Requirement: Transcribe every one of the rows below word for word, and omit the pictures from your copy.

• • • • •

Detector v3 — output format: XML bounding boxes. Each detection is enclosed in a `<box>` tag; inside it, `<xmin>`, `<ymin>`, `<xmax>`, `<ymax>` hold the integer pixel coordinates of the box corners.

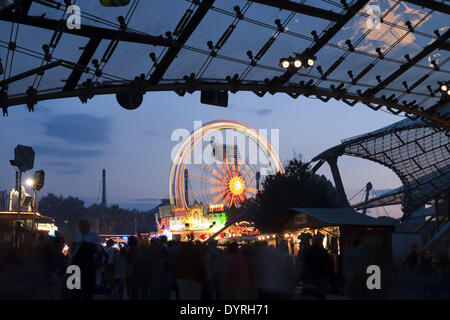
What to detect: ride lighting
<box><xmin>294</xmin><ymin>59</ymin><xmax>302</xmax><ymax>69</ymax></box>
<box><xmin>280</xmin><ymin>58</ymin><xmax>291</xmax><ymax>69</ymax></box>
<box><xmin>439</xmin><ymin>81</ymin><xmax>450</xmax><ymax>95</ymax></box>
<box><xmin>25</xmin><ymin>179</ymin><xmax>34</xmax><ymax>188</ymax></box>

• • • • •

Solved exercise:
Detector v3 — output format: XML bounding boxes. Each detection is enclosed in a `<box>` tag; inside it, `<xmin>`, `<ymin>`, `<xmax>`, `<ymax>` hold the integer pixel coordinates of the box corners.

What to detect: ride lighting
<box><xmin>294</xmin><ymin>59</ymin><xmax>302</xmax><ymax>69</ymax></box>
<box><xmin>280</xmin><ymin>58</ymin><xmax>291</xmax><ymax>69</ymax></box>
<box><xmin>439</xmin><ymin>81</ymin><xmax>450</xmax><ymax>95</ymax></box>
<box><xmin>25</xmin><ymin>179</ymin><xmax>34</xmax><ymax>188</ymax></box>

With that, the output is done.